**ACTION ITEM**.
Extract from the entries below, exactly as given, only the lines from the line containing "truck wheel; answer laid out like" to the line containing "patch; answer laid out like", both lines included.

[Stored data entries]
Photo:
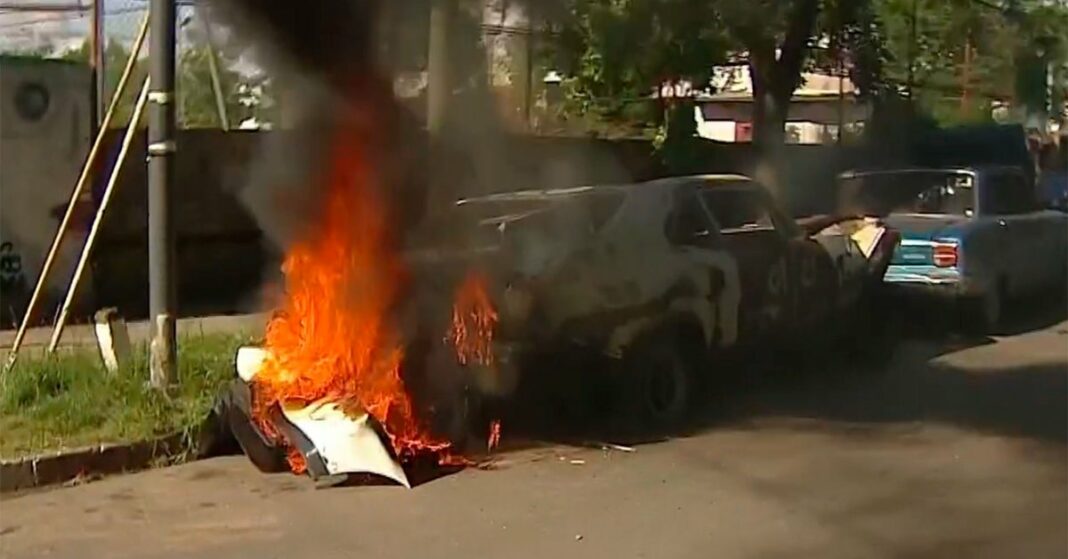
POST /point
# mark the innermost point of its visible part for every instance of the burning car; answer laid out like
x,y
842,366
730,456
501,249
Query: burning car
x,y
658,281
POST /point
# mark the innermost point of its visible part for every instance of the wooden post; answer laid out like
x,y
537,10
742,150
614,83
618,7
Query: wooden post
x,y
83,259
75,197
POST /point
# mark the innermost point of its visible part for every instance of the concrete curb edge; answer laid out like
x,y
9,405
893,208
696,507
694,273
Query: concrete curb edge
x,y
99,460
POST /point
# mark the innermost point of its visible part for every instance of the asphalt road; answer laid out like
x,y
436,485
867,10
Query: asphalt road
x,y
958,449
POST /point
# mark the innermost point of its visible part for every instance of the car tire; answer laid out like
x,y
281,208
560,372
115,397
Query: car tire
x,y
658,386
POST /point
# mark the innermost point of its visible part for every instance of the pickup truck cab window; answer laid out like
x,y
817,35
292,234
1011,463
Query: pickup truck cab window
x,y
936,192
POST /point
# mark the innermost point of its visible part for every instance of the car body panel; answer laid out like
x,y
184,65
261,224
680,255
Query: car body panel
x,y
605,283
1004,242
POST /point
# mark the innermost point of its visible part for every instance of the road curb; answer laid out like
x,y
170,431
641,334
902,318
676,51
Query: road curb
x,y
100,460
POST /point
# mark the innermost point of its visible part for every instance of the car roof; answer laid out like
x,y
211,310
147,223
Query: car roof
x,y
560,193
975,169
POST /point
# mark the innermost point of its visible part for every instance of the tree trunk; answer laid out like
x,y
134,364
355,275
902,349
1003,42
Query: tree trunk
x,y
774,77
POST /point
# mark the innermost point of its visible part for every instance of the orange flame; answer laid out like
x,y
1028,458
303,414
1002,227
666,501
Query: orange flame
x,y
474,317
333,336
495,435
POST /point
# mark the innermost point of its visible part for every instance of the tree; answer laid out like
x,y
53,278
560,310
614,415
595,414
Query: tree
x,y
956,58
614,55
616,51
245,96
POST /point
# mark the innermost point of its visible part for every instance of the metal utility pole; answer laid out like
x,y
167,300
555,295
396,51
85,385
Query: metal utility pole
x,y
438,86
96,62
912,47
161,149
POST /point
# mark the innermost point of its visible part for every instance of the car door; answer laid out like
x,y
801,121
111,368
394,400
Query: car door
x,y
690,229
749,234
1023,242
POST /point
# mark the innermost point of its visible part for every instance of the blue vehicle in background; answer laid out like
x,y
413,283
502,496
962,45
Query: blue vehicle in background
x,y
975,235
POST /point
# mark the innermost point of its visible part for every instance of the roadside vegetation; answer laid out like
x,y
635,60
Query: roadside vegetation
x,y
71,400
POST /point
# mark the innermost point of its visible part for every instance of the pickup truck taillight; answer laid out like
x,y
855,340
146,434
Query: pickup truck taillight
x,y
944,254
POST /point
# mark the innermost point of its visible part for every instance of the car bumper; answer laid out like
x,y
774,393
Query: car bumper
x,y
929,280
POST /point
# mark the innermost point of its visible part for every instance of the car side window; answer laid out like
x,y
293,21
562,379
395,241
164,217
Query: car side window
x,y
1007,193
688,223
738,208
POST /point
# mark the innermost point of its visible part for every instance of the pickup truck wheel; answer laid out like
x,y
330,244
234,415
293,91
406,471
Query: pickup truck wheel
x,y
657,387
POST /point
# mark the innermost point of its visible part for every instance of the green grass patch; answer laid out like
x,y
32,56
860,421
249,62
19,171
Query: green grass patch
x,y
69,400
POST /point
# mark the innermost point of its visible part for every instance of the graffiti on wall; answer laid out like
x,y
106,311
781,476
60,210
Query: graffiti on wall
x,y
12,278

==

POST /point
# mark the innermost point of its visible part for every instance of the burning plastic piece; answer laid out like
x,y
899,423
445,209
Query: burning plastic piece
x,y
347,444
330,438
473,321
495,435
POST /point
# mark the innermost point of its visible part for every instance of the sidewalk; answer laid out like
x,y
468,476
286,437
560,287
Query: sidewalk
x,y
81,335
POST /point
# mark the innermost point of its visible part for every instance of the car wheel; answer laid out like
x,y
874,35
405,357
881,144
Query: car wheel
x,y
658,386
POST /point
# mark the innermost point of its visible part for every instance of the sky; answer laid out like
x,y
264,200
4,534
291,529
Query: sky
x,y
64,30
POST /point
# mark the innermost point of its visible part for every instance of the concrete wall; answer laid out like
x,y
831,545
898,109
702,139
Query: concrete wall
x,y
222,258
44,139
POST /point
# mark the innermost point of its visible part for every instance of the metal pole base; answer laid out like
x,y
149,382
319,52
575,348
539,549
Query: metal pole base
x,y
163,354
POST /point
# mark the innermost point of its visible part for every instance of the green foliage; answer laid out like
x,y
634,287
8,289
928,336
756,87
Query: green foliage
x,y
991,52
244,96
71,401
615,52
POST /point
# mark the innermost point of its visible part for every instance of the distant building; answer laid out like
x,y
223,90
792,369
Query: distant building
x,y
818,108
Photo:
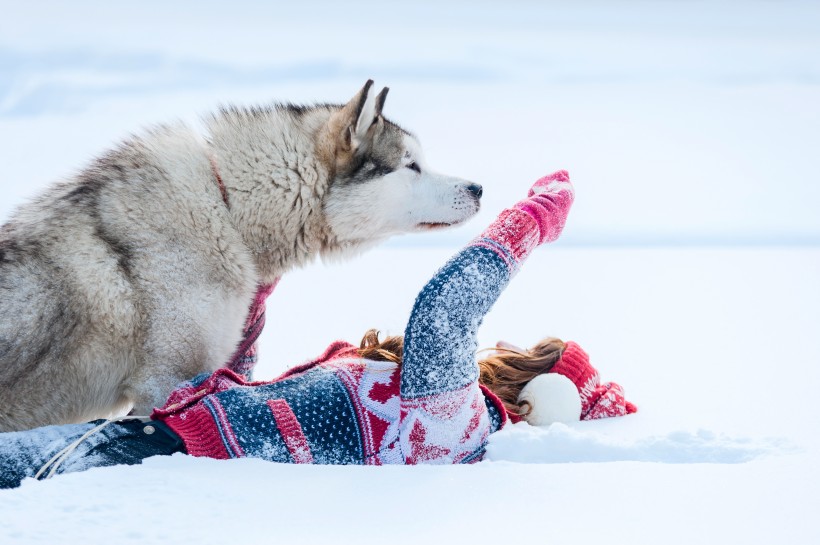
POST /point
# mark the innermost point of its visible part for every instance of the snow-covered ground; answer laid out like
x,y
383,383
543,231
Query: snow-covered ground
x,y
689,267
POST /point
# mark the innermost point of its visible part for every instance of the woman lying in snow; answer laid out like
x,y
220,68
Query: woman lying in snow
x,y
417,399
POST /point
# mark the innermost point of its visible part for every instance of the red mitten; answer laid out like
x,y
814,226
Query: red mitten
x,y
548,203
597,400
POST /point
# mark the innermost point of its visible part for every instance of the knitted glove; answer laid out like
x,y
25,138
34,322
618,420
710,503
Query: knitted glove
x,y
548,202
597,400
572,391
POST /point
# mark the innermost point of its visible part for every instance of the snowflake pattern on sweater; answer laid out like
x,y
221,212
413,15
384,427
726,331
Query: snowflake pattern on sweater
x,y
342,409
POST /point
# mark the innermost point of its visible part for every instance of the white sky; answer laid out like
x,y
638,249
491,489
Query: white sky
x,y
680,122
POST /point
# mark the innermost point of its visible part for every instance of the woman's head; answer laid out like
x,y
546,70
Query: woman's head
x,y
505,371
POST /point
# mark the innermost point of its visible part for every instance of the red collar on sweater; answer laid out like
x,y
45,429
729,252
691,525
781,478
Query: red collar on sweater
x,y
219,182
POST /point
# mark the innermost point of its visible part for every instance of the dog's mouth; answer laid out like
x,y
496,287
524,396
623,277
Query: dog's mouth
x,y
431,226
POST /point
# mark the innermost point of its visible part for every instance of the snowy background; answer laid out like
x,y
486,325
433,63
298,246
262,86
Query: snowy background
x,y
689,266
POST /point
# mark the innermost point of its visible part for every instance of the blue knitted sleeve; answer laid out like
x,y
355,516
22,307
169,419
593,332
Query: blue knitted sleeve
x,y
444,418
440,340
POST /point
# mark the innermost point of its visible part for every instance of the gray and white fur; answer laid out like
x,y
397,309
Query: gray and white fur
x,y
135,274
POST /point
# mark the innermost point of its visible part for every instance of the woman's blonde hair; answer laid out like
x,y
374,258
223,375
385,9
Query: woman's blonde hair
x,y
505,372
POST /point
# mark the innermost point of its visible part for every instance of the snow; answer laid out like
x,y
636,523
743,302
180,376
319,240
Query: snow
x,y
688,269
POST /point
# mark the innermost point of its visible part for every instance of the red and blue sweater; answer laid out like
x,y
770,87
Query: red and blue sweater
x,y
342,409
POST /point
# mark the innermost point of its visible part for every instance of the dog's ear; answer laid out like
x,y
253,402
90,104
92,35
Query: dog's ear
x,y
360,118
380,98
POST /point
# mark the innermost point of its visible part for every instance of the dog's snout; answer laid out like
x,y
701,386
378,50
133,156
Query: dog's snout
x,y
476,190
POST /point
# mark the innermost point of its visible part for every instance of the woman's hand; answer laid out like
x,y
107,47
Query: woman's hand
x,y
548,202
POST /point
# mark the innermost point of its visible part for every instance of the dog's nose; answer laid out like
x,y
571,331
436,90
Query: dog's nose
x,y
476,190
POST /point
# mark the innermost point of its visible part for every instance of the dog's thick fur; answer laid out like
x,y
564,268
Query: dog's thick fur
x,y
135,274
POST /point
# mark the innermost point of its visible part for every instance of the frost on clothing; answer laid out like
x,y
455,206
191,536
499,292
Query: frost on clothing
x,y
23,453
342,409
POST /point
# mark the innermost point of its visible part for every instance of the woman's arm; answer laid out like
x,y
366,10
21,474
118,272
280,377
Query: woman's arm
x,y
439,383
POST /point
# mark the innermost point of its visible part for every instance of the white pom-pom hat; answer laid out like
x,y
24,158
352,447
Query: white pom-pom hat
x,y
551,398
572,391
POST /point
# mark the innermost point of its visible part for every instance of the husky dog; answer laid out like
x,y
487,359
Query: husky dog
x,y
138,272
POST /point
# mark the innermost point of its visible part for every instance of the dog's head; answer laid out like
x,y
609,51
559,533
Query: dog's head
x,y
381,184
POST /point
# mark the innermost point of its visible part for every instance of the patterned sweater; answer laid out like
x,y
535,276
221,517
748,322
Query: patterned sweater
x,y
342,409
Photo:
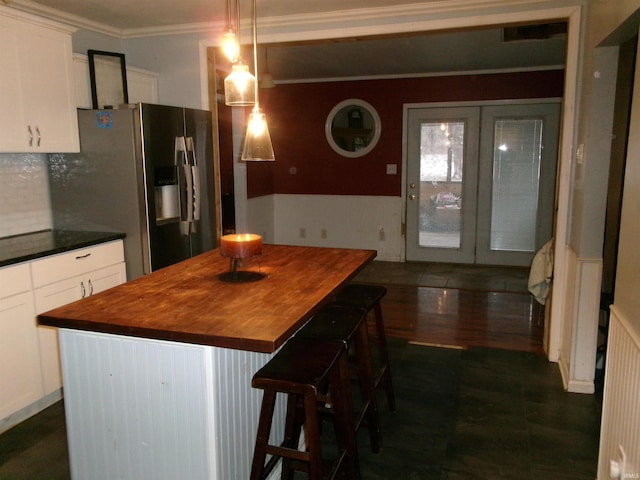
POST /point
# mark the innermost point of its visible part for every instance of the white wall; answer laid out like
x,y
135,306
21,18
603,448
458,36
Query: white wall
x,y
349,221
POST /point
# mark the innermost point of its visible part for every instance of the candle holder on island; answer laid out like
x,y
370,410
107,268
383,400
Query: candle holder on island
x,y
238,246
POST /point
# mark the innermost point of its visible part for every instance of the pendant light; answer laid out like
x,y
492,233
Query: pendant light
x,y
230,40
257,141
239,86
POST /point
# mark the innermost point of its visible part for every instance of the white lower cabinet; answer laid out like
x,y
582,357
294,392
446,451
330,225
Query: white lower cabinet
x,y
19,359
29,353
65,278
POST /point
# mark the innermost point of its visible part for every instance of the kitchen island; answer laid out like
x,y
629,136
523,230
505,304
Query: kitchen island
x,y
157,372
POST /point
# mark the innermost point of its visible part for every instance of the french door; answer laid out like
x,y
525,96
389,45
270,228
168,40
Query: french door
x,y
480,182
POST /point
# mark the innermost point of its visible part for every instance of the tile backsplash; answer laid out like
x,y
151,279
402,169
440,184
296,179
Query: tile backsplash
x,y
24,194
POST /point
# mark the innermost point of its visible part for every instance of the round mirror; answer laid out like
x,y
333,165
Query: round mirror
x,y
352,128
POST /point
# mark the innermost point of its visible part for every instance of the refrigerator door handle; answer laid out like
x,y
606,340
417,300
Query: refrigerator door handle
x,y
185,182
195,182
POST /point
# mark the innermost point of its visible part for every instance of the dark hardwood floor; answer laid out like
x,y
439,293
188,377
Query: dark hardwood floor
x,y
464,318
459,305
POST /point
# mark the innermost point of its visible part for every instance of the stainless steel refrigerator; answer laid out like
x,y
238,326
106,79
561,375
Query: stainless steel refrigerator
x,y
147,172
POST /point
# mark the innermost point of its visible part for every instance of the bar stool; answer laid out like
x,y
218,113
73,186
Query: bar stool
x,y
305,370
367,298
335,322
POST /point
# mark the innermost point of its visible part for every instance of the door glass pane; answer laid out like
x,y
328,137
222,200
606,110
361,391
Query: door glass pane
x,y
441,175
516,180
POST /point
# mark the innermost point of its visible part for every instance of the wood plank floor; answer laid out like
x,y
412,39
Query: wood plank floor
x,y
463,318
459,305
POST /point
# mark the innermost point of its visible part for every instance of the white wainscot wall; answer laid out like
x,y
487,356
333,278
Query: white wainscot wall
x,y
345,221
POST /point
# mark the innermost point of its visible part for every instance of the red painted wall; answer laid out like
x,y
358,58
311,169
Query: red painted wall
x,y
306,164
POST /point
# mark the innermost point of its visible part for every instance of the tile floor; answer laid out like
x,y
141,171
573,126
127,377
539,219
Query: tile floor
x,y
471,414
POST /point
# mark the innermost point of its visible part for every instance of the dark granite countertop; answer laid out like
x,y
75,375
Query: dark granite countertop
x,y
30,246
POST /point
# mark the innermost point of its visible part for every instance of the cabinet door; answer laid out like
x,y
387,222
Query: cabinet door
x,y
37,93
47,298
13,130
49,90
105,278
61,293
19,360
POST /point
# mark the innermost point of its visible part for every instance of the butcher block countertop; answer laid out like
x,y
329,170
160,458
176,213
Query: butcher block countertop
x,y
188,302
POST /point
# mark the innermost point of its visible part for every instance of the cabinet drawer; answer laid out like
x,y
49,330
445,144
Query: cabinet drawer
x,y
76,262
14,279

==

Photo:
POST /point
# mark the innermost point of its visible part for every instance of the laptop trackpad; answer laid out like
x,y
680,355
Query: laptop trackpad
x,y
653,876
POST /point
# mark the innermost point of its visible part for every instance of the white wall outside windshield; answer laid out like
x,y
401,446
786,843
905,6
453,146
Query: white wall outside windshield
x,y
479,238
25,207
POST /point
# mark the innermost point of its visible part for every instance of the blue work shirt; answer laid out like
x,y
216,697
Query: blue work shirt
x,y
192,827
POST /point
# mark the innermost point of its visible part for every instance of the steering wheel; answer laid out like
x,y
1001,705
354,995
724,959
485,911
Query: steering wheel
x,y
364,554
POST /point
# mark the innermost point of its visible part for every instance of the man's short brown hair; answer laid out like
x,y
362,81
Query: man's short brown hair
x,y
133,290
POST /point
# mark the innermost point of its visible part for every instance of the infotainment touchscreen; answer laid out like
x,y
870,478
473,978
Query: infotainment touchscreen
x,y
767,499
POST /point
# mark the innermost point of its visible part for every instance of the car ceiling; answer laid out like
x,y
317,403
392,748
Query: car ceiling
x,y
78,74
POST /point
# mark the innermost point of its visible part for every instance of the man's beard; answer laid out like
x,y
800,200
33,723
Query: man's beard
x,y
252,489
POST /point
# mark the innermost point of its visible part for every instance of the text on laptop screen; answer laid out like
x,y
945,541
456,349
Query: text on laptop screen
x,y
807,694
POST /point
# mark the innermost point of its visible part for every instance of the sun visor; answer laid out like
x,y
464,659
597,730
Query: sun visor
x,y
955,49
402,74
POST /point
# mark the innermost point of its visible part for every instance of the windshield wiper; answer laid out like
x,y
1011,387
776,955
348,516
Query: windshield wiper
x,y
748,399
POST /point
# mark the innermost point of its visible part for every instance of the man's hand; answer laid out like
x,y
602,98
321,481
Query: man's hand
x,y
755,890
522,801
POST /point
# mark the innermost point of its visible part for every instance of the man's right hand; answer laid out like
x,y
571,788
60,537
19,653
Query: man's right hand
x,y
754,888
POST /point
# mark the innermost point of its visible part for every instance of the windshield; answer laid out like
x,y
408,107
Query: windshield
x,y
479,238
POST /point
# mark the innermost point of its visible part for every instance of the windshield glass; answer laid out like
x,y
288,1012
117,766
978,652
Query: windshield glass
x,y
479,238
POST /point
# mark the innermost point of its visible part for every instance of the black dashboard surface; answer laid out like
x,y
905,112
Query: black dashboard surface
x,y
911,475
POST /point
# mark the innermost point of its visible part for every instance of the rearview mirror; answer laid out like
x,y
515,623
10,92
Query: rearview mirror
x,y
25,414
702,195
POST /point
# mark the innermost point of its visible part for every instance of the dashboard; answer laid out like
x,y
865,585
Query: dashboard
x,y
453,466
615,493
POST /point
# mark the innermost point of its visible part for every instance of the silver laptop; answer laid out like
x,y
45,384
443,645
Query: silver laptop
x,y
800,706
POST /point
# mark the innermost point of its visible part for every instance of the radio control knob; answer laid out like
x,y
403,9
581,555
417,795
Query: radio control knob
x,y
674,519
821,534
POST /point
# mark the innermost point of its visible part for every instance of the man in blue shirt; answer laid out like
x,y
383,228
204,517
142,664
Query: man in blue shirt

**WRITTEN ANSWER**.
# mark the innermost point of its visible part for every instance of the pickup truck wheel; answer laid out like
x,y
330,244
234,415
293,91
406,471
Query: pickup truck wheel
x,y
657,387
POST /point
# mark the innermost point of its visible part for every instance of the green grass patch; answer laid out like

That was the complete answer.